PROBLEM A ▸ Filter the listing below down to the lines that contain the word "dome", treating uppercase and lowercase as different, and copy each such line in full.

---+---

Cimarron is an unmitigated disaster of a film. It’s slow, it’s weird, it’s boring, and it’s dated. There is absolutely no reason to watch Cimarron in 2014 aside from a desire to watch every Best Picture winner. This movie isn’t even fun to hate.

The answer to “what makes it so bad” is everything, but we’ll go piece by piece. It’s the story of Yancey Cravat (Richard Dix), who is a newspaperman who also is a public speaker and is in politics and is a businessman and, honestly, I don’t know what Yancey Cravat is supposed to be. He’s mostly the editor of a newspaper in Oklahoma during the land rush of the late 1800s, so we’ll stick with that. Yancey Cravat (I can’t tell if that name was supposed to be serious or not for 1930) comes off like a madman. He’s supposed to read as a dignified, stately man in the wild, lawless West, but Dix plays him so silly that it’s impossible to feel that in the character. It’s full-on soap acting, and it’s way worse than in any of the other 30s movies. Plenty of them are bad, but none of them even approach the level of absurd, fake-deep voice that Richard Dix does in this movie.

---+---

PROBLEM B ▸ From the Cimarron review above, pull out the stretch from "Cimarron is an" through "fun to hate." and reproduce it word for word.

(Records from a dataset)

---+---

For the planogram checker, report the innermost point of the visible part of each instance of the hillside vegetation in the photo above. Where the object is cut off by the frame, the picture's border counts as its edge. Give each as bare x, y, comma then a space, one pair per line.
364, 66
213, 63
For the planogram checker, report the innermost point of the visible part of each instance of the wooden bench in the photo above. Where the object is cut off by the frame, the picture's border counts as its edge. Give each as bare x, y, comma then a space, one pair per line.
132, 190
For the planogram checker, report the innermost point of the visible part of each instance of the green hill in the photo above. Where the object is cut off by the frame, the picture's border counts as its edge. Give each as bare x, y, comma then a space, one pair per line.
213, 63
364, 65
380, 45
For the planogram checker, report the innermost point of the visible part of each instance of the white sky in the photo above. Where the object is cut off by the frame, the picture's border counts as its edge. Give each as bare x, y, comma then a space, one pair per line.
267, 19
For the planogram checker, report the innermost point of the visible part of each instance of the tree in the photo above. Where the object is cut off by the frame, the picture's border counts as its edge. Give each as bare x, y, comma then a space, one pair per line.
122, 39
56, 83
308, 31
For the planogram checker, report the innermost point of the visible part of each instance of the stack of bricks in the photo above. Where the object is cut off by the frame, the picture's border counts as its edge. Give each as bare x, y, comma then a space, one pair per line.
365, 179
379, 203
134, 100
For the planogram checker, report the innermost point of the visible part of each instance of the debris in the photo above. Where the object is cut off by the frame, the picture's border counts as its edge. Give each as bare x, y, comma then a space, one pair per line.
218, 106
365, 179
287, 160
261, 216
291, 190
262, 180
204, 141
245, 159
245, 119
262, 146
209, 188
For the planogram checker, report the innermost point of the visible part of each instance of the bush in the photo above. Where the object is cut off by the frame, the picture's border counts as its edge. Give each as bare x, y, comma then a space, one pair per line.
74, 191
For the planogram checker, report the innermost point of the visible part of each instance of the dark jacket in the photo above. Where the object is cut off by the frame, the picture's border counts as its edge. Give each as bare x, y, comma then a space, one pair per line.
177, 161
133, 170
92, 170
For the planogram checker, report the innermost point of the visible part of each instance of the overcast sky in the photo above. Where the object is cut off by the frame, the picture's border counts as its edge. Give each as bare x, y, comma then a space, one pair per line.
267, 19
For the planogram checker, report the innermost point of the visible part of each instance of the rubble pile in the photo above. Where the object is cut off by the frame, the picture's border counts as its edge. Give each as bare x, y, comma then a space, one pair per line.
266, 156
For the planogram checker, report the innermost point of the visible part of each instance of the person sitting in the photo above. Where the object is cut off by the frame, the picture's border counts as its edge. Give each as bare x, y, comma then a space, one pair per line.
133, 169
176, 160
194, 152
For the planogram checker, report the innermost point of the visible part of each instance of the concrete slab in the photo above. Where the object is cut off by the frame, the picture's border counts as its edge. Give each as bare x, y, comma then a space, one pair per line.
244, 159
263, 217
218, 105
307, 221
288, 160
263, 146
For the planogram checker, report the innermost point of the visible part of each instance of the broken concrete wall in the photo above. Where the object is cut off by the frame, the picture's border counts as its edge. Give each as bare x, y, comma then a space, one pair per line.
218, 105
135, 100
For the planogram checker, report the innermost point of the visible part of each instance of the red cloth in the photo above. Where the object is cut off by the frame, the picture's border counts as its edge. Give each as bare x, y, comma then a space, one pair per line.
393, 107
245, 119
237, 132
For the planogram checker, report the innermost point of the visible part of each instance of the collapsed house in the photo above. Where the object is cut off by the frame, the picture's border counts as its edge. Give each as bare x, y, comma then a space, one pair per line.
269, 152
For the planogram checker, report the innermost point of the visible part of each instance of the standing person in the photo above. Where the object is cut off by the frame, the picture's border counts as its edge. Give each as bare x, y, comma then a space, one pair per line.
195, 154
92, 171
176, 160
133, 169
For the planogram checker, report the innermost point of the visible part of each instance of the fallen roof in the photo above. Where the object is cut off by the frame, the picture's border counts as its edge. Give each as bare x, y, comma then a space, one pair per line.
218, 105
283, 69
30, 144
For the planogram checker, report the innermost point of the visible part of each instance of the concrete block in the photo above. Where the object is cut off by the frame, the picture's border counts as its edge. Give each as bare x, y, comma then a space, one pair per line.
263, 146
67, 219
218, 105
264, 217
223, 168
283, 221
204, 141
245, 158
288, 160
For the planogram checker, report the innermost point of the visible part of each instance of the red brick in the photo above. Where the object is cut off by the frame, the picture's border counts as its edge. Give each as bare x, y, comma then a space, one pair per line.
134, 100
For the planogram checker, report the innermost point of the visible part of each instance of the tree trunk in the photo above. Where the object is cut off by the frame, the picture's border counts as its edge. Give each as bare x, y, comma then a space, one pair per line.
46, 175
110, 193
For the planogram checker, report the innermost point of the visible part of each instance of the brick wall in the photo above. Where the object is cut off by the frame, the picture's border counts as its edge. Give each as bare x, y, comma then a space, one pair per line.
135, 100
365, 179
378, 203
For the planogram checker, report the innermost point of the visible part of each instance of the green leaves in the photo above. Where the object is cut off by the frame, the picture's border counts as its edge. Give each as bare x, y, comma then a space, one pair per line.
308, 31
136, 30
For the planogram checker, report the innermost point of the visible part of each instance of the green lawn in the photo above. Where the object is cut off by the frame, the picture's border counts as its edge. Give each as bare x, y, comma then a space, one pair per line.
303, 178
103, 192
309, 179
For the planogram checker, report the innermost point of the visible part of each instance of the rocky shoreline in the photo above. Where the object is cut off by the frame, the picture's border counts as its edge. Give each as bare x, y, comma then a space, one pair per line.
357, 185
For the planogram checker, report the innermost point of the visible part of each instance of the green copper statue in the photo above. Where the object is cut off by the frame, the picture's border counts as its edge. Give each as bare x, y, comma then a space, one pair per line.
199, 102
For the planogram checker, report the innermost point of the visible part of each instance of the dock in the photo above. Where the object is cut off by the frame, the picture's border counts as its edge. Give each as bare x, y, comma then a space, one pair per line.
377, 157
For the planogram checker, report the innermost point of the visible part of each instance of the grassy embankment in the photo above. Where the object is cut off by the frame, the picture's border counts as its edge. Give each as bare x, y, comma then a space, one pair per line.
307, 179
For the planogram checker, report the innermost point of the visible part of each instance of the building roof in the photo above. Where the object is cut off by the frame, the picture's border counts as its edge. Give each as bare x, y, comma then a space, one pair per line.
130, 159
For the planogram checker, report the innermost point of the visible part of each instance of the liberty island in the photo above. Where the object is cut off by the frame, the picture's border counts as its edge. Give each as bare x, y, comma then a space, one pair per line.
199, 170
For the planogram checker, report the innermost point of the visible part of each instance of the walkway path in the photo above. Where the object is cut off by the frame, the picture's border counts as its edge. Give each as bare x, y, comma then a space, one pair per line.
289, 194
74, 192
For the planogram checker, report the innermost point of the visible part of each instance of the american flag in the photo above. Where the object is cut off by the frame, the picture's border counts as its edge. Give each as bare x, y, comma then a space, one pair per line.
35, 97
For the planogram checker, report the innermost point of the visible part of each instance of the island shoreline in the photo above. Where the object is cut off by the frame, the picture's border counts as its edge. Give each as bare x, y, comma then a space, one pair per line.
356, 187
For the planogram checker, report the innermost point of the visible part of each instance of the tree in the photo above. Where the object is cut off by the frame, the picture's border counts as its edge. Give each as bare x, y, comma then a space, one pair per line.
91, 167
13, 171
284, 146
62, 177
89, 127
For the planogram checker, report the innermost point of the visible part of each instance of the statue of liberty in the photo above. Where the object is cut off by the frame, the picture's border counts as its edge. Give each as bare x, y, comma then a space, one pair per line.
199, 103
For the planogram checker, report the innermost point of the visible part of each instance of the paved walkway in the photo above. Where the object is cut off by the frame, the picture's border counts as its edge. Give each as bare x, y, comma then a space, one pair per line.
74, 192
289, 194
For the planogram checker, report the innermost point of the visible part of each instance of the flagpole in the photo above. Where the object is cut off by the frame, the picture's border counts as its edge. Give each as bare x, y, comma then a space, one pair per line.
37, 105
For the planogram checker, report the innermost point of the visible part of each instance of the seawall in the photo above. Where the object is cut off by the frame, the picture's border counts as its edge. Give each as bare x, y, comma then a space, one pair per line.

---+---

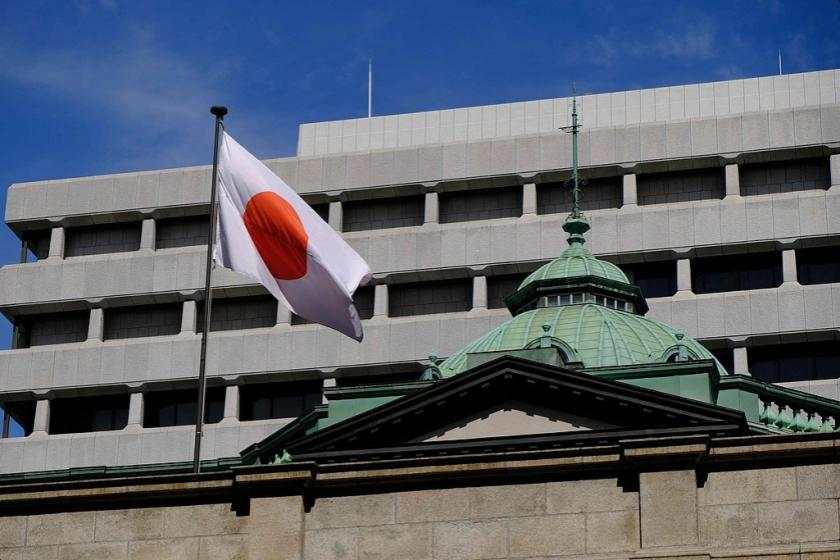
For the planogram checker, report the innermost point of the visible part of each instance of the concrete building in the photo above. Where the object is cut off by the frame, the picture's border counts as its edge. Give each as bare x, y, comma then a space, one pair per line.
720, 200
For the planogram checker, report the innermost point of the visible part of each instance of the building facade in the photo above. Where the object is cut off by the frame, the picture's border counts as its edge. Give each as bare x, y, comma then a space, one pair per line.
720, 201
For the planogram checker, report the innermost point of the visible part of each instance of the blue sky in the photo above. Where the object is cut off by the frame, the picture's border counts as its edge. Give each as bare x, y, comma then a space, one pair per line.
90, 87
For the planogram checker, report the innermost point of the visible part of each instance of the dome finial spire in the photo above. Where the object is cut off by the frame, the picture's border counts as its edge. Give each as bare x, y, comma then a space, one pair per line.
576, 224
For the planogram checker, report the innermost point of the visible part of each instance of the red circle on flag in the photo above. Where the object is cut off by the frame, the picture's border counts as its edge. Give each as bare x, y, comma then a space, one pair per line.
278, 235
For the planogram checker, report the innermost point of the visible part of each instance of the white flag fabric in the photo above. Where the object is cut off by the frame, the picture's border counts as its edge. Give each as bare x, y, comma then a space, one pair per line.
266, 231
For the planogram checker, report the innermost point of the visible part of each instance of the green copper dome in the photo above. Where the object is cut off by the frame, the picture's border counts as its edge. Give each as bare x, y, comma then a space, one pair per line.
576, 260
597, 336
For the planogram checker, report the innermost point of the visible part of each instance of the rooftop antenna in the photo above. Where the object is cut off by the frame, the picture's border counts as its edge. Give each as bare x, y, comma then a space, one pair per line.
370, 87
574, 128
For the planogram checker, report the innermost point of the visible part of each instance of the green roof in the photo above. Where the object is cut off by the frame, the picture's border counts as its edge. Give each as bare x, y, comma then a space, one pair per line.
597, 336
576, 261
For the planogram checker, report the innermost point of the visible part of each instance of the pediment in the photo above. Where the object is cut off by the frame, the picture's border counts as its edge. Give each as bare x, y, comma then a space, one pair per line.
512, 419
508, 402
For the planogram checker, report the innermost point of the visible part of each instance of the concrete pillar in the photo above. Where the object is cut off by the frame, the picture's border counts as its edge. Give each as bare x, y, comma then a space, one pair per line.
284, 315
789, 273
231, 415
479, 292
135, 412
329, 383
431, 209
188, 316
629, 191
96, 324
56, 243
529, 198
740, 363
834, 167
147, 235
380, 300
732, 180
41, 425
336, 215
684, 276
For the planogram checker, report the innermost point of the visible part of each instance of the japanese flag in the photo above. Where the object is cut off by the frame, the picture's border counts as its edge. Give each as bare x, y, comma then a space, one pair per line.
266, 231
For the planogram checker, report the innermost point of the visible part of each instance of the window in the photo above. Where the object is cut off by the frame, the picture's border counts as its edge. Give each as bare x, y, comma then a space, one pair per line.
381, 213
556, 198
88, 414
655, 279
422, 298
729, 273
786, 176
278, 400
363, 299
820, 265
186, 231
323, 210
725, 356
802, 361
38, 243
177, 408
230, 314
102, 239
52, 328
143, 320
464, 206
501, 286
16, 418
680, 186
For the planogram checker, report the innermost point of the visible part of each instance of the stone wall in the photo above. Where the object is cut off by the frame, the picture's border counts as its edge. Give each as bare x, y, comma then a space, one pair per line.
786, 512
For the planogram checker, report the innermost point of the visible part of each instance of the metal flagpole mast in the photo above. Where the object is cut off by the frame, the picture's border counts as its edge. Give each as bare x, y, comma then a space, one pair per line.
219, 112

---+---

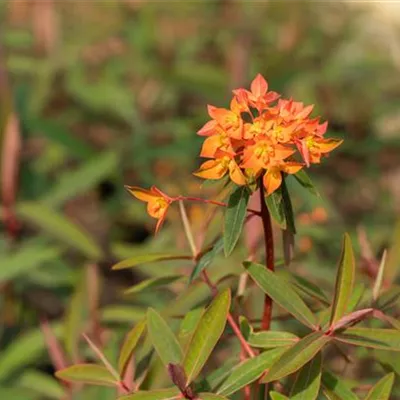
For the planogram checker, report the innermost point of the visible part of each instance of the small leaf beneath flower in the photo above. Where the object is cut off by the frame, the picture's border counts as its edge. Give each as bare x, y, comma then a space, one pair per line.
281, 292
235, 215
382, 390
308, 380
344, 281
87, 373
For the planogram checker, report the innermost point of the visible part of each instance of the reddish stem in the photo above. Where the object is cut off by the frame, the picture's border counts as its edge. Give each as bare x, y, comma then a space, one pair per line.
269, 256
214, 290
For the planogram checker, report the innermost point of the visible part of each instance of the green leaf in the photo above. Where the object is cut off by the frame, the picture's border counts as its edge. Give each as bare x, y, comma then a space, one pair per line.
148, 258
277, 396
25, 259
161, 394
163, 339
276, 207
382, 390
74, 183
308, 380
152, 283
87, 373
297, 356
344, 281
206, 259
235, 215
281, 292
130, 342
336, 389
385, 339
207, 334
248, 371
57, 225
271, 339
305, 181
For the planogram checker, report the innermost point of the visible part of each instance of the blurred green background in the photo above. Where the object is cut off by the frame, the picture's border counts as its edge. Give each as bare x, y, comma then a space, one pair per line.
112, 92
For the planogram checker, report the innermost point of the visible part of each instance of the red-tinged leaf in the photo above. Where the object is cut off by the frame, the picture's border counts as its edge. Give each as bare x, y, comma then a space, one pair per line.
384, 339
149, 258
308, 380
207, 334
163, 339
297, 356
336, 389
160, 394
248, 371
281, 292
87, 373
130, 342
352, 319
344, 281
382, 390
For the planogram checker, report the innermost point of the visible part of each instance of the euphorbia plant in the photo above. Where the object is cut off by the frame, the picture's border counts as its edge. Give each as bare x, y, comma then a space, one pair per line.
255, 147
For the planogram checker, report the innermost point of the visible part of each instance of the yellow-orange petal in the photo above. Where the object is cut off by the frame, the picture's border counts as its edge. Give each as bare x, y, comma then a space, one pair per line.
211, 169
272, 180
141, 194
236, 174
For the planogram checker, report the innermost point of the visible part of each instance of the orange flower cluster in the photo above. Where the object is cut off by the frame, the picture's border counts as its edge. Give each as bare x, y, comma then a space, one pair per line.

---+---

ANSWER A ▸
For the planogram checker, report the innermost point of the visible part of each instance of the dome finial spire in the photo above. Where the object is cut off by the frame, the picture's border counts as its edge. Give each as bare x, y, comma then a space, one pair per line.
For the planogram checker, report the innermost point of the visible part of each instance of the green copper dome in the photo above. Where the object is cut off by the frame, the picture's border counts as its edge. Give each as bare x, y, comma then a space, one pair per line.

ANSWER B ▸
Cimarron is an unmitigated disaster of a film. It’s slow, it’s weird, it’s boring, and it’s dated. There is absolutely no reason to watch Cimarron in 2014 aside from a desire to watch every Best Picture winner. This movie isn’t even fun to hate.